SELECTED EXCERPT:

----

Dijon is located in the Burgundy region and on our first full day we took a tour of the area from the owner of our apartment. It was a very interesting but long day of visiting wineries, castles, and canals. Our guide also took us to a restaurant which he swore made the best coq au vin in the world. Now this was my first time having it s
o I don't really have a reference point but this dish did set the bar pretty high for any future coq au vin experiences.


The plan for day two was to visit the mustard museum until the tourism office told us the bad news. Our consolation prize was (what was supposed to be) a food tour of the city including
tastings of some of the Dijon specialties. The tour turned out to be more of a historic walking tour which was not ideal but still interesting. Nonetheless, I was most excited to taste fresh mustard at the Maille mustard store. That was until I saw the double dip. Apparently the British aren't as couth as most Americans when it comes to eating from communal bowls because this was less a double dip and more a sucking of the sampling pretzel and then a re-dipping into the next sample. That sight did a pretty good job quelling my appetite for that bowl of fresh Dijon mustard... Anyways, the problem was solved by getting a few different mustards to sample with dinner. Our tastings have led me to the conclusion that Dijon mustard tastes better when in Dijon.

Now dinner. As I mentioned before the apartment we were staying had a kitchen. I think ecstatic is a decent way to describe my feelings towards cooking for the first time in
weeks. Matthew and I had gone shopping at the market the previous day with
the intent of making
dinner after our tour but we were so full from lunch that it was pushed off a day. Anyways, this market was big enough to (easily) keep me entertained for hours. Anyways, we finally settled on , a salad with poached shrimp, radishes, and cassis (black currants) with a lemon vinaigrette and leg of duck (chicken for the less exciting and adventurous parents) with a wild mushroom wine sauce, roasted potatoes and vegetables. Now because the kitchen was a touch less equipped than we were used to (the oven was a mini toaster, if that gives you any idea) we ended up having to sauté rather than roast. Even with the small kitchen we got dinner out in a relatively reasonable time which, as some
may know, can be quite the feat for me.

----

RECORDS SUPPLIED:
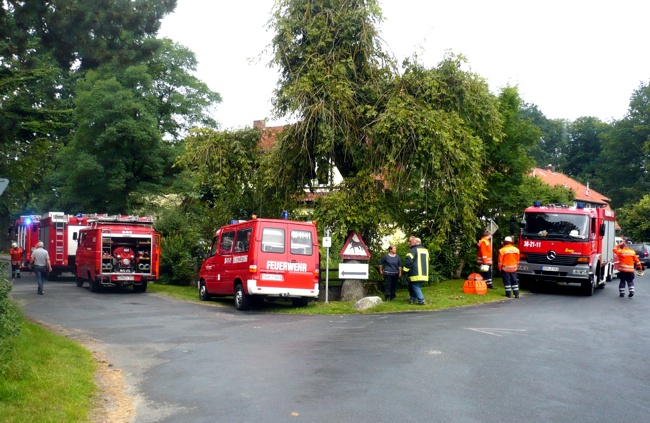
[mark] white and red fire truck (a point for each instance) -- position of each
(262, 258)
(567, 244)
(57, 231)
(26, 230)
(116, 251)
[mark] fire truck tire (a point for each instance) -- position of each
(203, 292)
(140, 288)
(300, 302)
(242, 299)
(257, 301)
(588, 286)
(94, 286)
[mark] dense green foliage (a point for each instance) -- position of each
(9, 314)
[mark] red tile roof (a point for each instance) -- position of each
(583, 193)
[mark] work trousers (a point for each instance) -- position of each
(510, 283)
(390, 285)
(626, 277)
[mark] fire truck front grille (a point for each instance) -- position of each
(559, 260)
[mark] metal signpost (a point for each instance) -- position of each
(327, 243)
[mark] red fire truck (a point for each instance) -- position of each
(567, 244)
(58, 233)
(117, 250)
(26, 230)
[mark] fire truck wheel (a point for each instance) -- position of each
(300, 302)
(203, 292)
(588, 286)
(94, 285)
(242, 300)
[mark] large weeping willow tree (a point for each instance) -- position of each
(410, 147)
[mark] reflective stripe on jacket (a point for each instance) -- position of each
(416, 265)
(626, 259)
(484, 251)
(16, 254)
(509, 258)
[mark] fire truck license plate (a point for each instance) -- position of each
(124, 278)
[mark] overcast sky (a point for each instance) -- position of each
(571, 58)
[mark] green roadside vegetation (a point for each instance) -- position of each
(440, 295)
(45, 378)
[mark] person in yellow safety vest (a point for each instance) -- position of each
(484, 259)
(627, 259)
(508, 265)
(416, 267)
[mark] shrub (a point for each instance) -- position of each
(10, 321)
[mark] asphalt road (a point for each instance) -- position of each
(554, 356)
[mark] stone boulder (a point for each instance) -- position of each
(367, 302)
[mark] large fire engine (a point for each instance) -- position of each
(57, 231)
(26, 230)
(117, 250)
(567, 244)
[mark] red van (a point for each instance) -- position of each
(262, 258)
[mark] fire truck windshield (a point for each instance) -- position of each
(569, 227)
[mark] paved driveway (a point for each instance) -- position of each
(549, 357)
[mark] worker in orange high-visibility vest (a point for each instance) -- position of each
(627, 259)
(508, 265)
(484, 259)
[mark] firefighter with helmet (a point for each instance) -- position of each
(508, 265)
(16, 254)
(627, 260)
(484, 259)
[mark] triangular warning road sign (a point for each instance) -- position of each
(354, 248)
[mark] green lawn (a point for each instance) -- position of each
(48, 378)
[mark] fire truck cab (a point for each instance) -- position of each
(567, 244)
(262, 258)
(117, 251)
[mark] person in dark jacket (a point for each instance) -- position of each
(390, 268)
(416, 267)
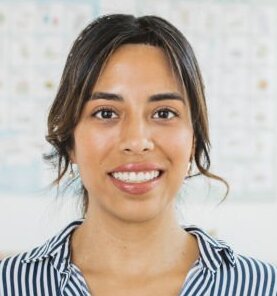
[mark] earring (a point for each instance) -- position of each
(189, 169)
(71, 173)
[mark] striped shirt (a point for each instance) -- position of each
(47, 270)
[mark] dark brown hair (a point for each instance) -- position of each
(87, 58)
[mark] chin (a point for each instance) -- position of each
(140, 213)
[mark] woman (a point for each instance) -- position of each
(131, 114)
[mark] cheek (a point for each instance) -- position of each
(93, 145)
(177, 144)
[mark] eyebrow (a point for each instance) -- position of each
(153, 98)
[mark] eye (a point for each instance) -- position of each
(105, 113)
(165, 113)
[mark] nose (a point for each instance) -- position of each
(136, 138)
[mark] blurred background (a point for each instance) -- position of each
(235, 42)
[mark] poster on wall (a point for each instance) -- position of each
(235, 43)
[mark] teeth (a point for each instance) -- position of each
(134, 177)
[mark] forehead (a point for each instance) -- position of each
(139, 63)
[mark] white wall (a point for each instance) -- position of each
(248, 228)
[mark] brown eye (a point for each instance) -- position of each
(165, 114)
(105, 113)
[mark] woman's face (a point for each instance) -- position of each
(134, 138)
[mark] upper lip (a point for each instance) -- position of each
(137, 167)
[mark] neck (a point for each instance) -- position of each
(105, 243)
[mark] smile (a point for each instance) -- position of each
(136, 177)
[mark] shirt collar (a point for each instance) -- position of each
(212, 252)
(53, 246)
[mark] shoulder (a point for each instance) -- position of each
(17, 273)
(39, 269)
(255, 275)
(229, 271)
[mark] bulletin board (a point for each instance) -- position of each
(235, 42)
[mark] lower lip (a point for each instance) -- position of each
(136, 188)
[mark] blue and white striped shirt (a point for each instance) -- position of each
(47, 270)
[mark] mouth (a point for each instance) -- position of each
(136, 177)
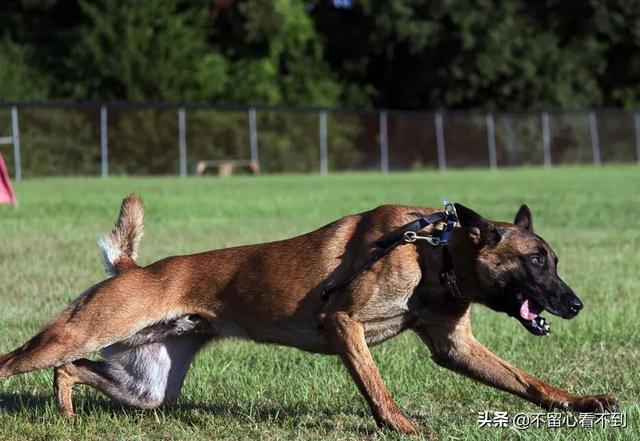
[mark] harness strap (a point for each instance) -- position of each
(406, 234)
(448, 276)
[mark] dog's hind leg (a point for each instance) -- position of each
(145, 376)
(108, 313)
(347, 338)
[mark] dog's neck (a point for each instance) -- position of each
(463, 252)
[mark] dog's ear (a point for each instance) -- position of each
(524, 219)
(481, 231)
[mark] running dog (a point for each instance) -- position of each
(149, 322)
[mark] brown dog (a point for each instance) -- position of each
(149, 322)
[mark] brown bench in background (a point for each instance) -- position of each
(226, 166)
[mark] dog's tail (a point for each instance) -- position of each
(120, 247)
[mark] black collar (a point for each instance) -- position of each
(408, 233)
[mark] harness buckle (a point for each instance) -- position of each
(412, 236)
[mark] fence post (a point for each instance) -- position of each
(546, 139)
(384, 143)
(511, 151)
(182, 141)
(442, 159)
(253, 134)
(636, 120)
(595, 141)
(322, 135)
(104, 143)
(491, 142)
(15, 134)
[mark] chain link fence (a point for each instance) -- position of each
(106, 139)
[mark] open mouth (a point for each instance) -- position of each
(529, 315)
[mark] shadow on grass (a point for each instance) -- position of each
(189, 413)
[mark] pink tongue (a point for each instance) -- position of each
(525, 313)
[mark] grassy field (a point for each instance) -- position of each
(241, 390)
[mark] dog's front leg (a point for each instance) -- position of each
(347, 339)
(454, 347)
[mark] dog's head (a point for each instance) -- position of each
(517, 270)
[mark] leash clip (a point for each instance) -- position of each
(450, 210)
(412, 236)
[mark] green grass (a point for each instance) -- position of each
(241, 390)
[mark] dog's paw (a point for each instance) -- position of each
(595, 403)
(398, 423)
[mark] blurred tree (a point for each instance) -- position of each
(19, 79)
(274, 47)
(459, 54)
(400, 53)
(151, 50)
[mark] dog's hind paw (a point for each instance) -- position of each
(398, 423)
(595, 403)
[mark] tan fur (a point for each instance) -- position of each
(271, 293)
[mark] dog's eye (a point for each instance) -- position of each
(537, 259)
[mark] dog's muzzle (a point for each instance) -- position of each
(528, 314)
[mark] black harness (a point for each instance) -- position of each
(408, 233)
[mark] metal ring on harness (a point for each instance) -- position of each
(412, 236)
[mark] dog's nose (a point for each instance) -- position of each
(575, 305)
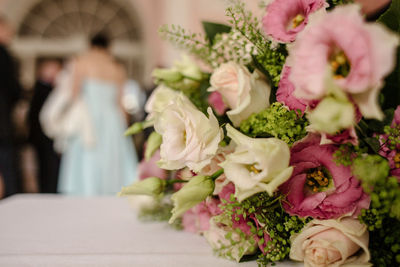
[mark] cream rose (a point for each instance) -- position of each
(257, 164)
(331, 243)
(189, 137)
(211, 168)
(244, 93)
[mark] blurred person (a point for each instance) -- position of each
(10, 91)
(106, 160)
(48, 160)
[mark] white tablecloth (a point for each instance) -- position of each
(54, 230)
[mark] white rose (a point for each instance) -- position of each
(331, 243)
(189, 137)
(332, 115)
(161, 97)
(235, 247)
(243, 92)
(257, 164)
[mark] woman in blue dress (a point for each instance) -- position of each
(109, 163)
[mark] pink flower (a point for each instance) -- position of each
(393, 156)
(149, 168)
(197, 219)
(359, 55)
(338, 192)
(286, 18)
(285, 93)
(216, 102)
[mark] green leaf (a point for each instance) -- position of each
(373, 143)
(212, 29)
(391, 19)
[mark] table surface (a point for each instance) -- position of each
(56, 230)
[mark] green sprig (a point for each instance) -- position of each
(276, 121)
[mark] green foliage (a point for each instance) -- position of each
(269, 58)
(391, 18)
(276, 121)
(212, 29)
(159, 211)
(383, 222)
(372, 170)
(272, 219)
(194, 43)
(392, 136)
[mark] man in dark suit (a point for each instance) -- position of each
(10, 90)
(48, 160)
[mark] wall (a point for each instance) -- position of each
(152, 14)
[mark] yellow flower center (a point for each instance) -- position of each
(340, 65)
(397, 160)
(253, 169)
(318, 179)
(296, 21)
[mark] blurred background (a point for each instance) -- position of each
(47, 33)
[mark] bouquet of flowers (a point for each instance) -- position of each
(282, 141)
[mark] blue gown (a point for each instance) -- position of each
(111, 163)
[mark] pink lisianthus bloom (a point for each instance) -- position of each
(150, 169)
(216, 102)
(285, 93)
(358, 54)
(392, 155)
(337, 194)
(286, 18)
(197, 219)
(345, 136)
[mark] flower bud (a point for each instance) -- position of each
(152, 186)
(192, 193)
(153, 143)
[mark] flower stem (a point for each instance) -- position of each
(216, 174)
(175, 181)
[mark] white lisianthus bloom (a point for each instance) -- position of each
(189, 137)
(257, 164)
(244, 93)
(331, 243)
(188, 68)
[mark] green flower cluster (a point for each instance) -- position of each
(271, 218)
(383, 216)
(392, 138)
(269, 58)
(196, 44)
(276, 121)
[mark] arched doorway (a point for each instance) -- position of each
(61, 28)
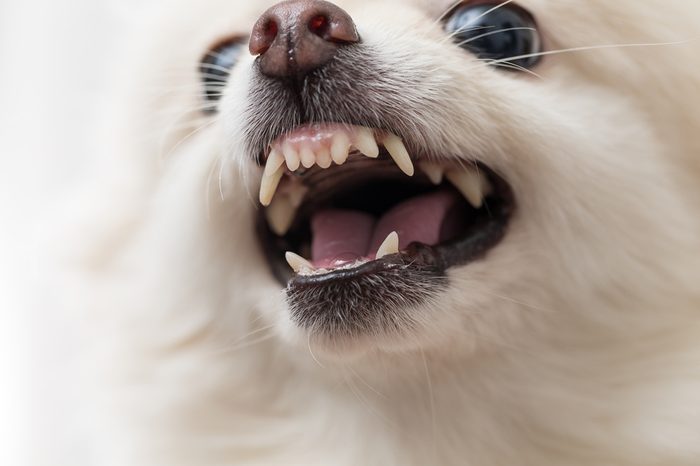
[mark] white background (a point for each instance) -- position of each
(54, 57)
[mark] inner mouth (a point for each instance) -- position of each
(346, 204)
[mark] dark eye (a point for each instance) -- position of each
(496, 32)
(215, 68)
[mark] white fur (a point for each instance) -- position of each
(575, 342)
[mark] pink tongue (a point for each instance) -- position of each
(418, 219)
(341, 236)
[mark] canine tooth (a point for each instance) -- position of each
(269, 184)
(469, 183)
(298, 263)
(307, 156)
(365, 143)
(434, 172)
(323, 158)
(389, 246)
(394, 145)
(274, 161)
(291, 156)
(280, 214)
(340, 147)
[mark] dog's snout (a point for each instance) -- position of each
(295, 37)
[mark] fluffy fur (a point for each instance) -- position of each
(576, 341)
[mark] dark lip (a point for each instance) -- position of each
(487, 230)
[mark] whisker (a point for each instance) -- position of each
(583, 49)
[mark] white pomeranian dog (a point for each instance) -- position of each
(400, 233)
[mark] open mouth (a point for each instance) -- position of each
(351, 219)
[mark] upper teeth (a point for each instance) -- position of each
(327, 147)
(472, 184)
(389, 246)
(333, 145)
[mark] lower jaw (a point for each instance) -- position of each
(383, 297)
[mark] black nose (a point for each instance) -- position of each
(295, 37)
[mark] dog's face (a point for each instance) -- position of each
(442, 175)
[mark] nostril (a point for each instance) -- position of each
(263, 37)
(271, 30)
(319, 25)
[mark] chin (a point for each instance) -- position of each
(402, 233)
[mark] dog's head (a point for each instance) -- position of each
(434, 174)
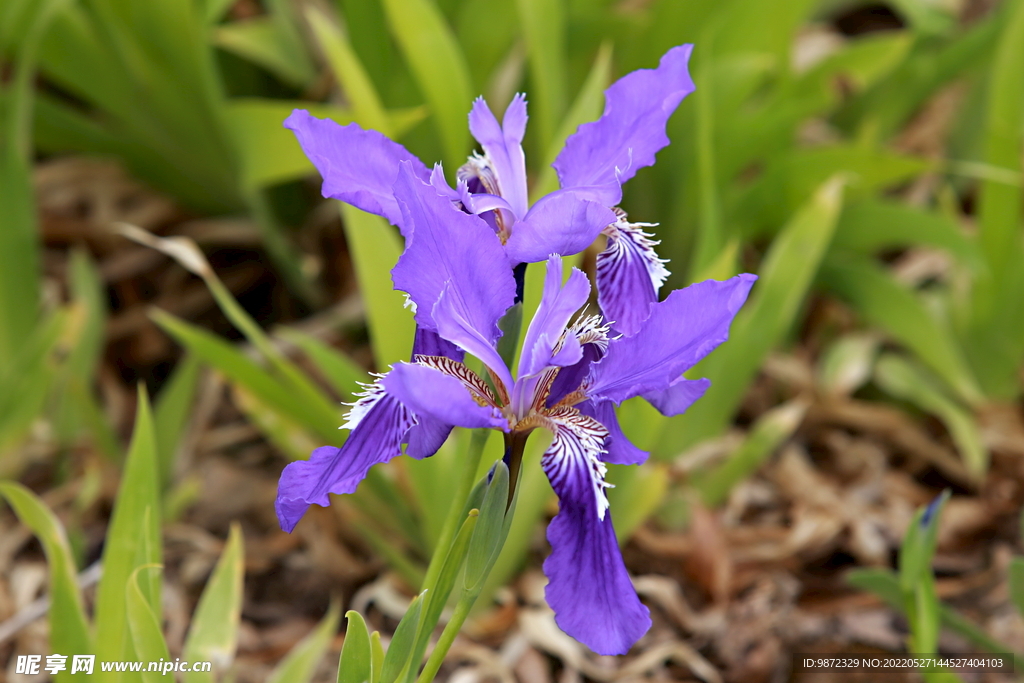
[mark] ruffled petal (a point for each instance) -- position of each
(678, 333)
(619, 449)
(558, 304)
(562, 222)
(602, 155)
(428, 342)
(678, 396)
(629, 275)
(503, 146)
(589, 588)
(451, 250)
(427, 436)
(453, 326)
(427, 390)
(379, 424)
(358, 166)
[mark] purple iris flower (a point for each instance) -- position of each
(570, 375)
(360, 167)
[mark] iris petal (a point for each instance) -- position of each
(358, 166)
(602, 155)
(451, 251)
(381, 424)
(562, 222)
(589, 587)
(503, 146)
(629, 275)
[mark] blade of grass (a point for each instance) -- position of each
(129, 525)
(886, 303)
(69, 629)
(543, 26)
(375, 247)
(301, 663)
(439, 68)
(786, 274)
(213, 635)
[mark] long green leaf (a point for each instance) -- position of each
(69, 630)
(439, 68)
(786, 274)
(214, 632)
(543, 24)
(375, 247)
(130, 524)
(886, 303)
(146, 634)
(353, 667)
(301, 663)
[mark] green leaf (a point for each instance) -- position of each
(1016, 578)
(768, 433)
(847, 364)
(401, 644)
(785, 278)
(890, 305)
(344, 62)
(172, 412)
(543, 25)
(904, 380)
(919, 544)
(376, 656)
(130, 525)
(237, 367)
(487, 539)
(146, 635)
(338, 368)
(996, 338)
(875, 225)
(213, 635)
(586, 108)
(69, 630)
(439, 69)
(793, 176)
(638, 492)
(261, 40)
(301, 663)
(355, 654)
(375, 247)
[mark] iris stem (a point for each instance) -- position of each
(454, 519)
(515, 444)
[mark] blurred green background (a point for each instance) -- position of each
(863, 159)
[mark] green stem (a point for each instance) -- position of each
(452, 629)
(455, 516)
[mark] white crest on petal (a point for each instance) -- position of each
(629, 241)
(371, 394)
(577, 451)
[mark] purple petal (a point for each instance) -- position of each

----

TASK STATEMENT: Extend the Dijon travel post past its final sentence.

WRITTEN RESPONSE:
Ok, so I had promised myself after I caught up with the last set of posts that I would not let myself fall behind again. Well that didn't last long because I'm plying catch up again and, while I
remember what we made for dinner the next night very well, the only other part of the day I remember is looking at waterfalls in a pretty, rural town. So, I will (yet again) tell you about dinner. That morning we went to the market with an actual plan for what we were going to make for dinner. I know, it's impressive, right? Dinner was pesto
crusted fish sautéed and finished in the broiler and served with pesto ravioli, drunken tomato sauce (made with some quality 1.14 euro wine), and sautéed zucchini (see, we learn from our past cooking snafus). Everything actually went as planned! Our
only slight confusion, not knowing exactly what fish we were cooking, was solved by wiki. If anyone ever comes across a cheap fish called pollock you should know two things. One, it's quite good when cooked properly and two, it's traditional use is in cat food. Well that last story pretty much wraps up Dijon :)

Wednesday, August 3, 2011

Nancy



Nancy is a small city with not too much of interest so if you're coming to France I wouldn't recommend stopping there. While there weren't too many sites to see we did come across some good food! Snack time in Nancy consisted of gaufres avec glace (waffles! with ice cream). These waffles were nearly as good as good as Dame's but Christine, you can tell Kelly his are easily still number one in my (expert) opinion.

On the recommendation of a local we dined at a restaurant which looked into the main square. Dinner was very simple, roasted chicken with morels and mashed potatoes, but very well done. Our day of food was ended in perfect French fashion with a nutella crepe :)

Reims (also cannot properly pronounce)




Armed with a lunch of bread, cherve, beets, and mâché, we set out Friday morning for the train ride to Reims. Reims, which is located in the Champagne region, produces 80% of the world's champagne so naturally our first activity upon arrival was to tour some champagne caves. The ones we toured were chalk caves which dated back to Roman times. While the tour guide didn't appear to know as much about the champagne making process as I would have liked it was interesting to see the caves and wall carvings which were made so long ago.

The next morning we celebrated the arrival of Matthew and my Dad with a brioche loaf and a jar of nutella! Very fitting, right? Our second day in Reims was very similar to the first with a tour of another champagne cave and a bit of wandering the city. Pretty uneventful and sadly, no outstanding food to note...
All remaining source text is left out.